- **Textauszug**:
----

Wer wünscht sich eine bessere Welt? Wer möchte, dass diese Welt ein besserer Ort ist? In Anbetracht der ganzen Krisen, die wir wahrnehmen, kämpfen viele Menschen in dieser Welt, dass es irgendwie besser wird. Sie wollen Werte etablieren; sie wollen Veränderungen erreichen, dass Krisen sich nicht verschlimmern; sie setzen sich dafür ein, dass die Ressourcen global gleichmäßiger verteilt werden; sie erstreben mehr Gleichberechtigung in der Gesellschaft; und vieles, vieles mehr.
Der Autor und Philosoph Richard Precht sagte vor einiger Zeit: „In der heutigen Zeit gibt es eine krassere Moral als im Katholizismus. Jeder beobachtet jeden. Ein Fehler, und du bist raus. Und: es gibt keine Vergebung.“ In dem Versuch, die Welt besser zu machen, werden wir immer intoleranter, obwohl wir Toleranz anstreben. Wir suchen Gleichberechtigung und schaffen Ungleichheiten. Und wir spüren, trotz aller Freiheiten, die sich die moderne Gesellschaft errungen hat, eine Enge und Schwere.
Es ist gar nicht so leicht aus eigener Kraft, die Welt zu einem besseren Ort zu machen. Obwohl sich viele Menschen darum bemühen und wir vielleicht auch mit dabei sind, ist es eine ziemlich bittere Erkenntnis, dass die Welt kein perfekter Ort geworden ist – egal wie große Anstrengungen man bisher investiert hat.
Es gibt aber eine gute Nachricht, die in Jesus beruht. Hier erklingt das Versprechen einer besseren Welt. In seiner Antrittspredigt liest Jesus zunächst folgenden alttestamentlichen Text vor.

----

- **Auftrag 1**:
Gib den Textauszug über eine bessere Welt von „Wer wünscht sich“ bis „vieles, vieles mehr.“ wortgetreu wieder.
- **Auftrag 2**:
Welche Ziele haben laut dem ersten Absatz des Textauszugs über eine bessere Welt viele Menschen? Zähle alle auf.
- **Auftrag 3**:
Wen zitiert der Textauszug über eine bessere Welt mit der Aussage, heute gebe es eine krassere Moral als im Katholizismus?
Das folgende Material steht für sich und gehört nicht zum Textauszug.

Datenzeilen
----

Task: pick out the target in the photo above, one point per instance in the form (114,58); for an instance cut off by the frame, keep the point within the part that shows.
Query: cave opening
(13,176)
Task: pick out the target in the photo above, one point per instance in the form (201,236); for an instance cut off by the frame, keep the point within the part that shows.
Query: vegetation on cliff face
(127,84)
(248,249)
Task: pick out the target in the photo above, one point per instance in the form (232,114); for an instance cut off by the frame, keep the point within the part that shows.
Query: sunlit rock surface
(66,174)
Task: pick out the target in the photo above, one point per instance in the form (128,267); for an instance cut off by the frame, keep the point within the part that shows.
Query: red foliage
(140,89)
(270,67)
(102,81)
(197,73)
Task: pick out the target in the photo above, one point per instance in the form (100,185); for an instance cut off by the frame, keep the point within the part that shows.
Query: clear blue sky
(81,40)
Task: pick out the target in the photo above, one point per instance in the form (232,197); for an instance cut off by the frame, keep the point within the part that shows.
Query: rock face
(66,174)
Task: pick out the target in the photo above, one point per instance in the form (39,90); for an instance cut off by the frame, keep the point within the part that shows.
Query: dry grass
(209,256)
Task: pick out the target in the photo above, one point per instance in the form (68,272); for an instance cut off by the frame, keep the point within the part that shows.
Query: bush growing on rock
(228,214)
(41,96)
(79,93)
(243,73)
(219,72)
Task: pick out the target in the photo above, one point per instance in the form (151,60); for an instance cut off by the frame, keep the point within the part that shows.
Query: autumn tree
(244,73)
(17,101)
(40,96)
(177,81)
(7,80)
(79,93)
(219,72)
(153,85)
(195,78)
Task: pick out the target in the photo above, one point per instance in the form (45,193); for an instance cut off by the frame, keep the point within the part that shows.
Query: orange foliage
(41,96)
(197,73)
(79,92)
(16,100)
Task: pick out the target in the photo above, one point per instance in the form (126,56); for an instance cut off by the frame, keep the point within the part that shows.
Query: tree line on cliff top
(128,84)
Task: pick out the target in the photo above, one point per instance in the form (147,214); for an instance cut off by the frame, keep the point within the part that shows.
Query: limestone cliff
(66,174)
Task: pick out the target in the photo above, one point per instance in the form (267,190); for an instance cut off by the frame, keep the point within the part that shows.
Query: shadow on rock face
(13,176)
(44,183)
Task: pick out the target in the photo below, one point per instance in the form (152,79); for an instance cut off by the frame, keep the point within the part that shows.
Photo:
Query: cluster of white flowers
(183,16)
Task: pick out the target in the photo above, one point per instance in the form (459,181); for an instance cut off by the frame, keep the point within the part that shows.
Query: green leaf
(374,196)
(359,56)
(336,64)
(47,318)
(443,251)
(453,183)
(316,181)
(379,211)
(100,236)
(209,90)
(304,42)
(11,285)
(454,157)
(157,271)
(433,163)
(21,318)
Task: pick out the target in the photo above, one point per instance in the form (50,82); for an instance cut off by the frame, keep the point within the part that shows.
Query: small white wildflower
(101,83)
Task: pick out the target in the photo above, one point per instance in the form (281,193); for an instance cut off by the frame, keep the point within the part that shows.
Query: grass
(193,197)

----

- **Richtiges Ergebnis 1**:
Wer wünscht sich eine bessere Welt? Wer möchte, dass diese Welt ein besserer Ort ist? In Anbetracht der ganzen Krisen, die wir wahrnehmen, kämpfen viele Menschen in dieser Welt, dass es irgendwie besser wird. Sie wollen Werte etablieren; sie wollen Veränderungen erreichen, dass Krisen sich nicht verschlimmern; sie setzen sich dafür ein, dass die Ressourcen global gleichmäßiger verteilt werden; sie erstreben mehr Gleichberechtigung in der Gesellschaft; und vieles, vieles mehr.

- **Richtiges Ergebnis 2**:
- Werte etablieren
- Veränderungen erreichen, damit Krisen sich nicht verschlimmern
- die Ressourcen global gleichmäßiger verteilen
- mehr Gleichberechtigung in der Gesellschaft

- **Richtiges Ergebnis 3**:
Den Autor und Philosophen Richard Precht.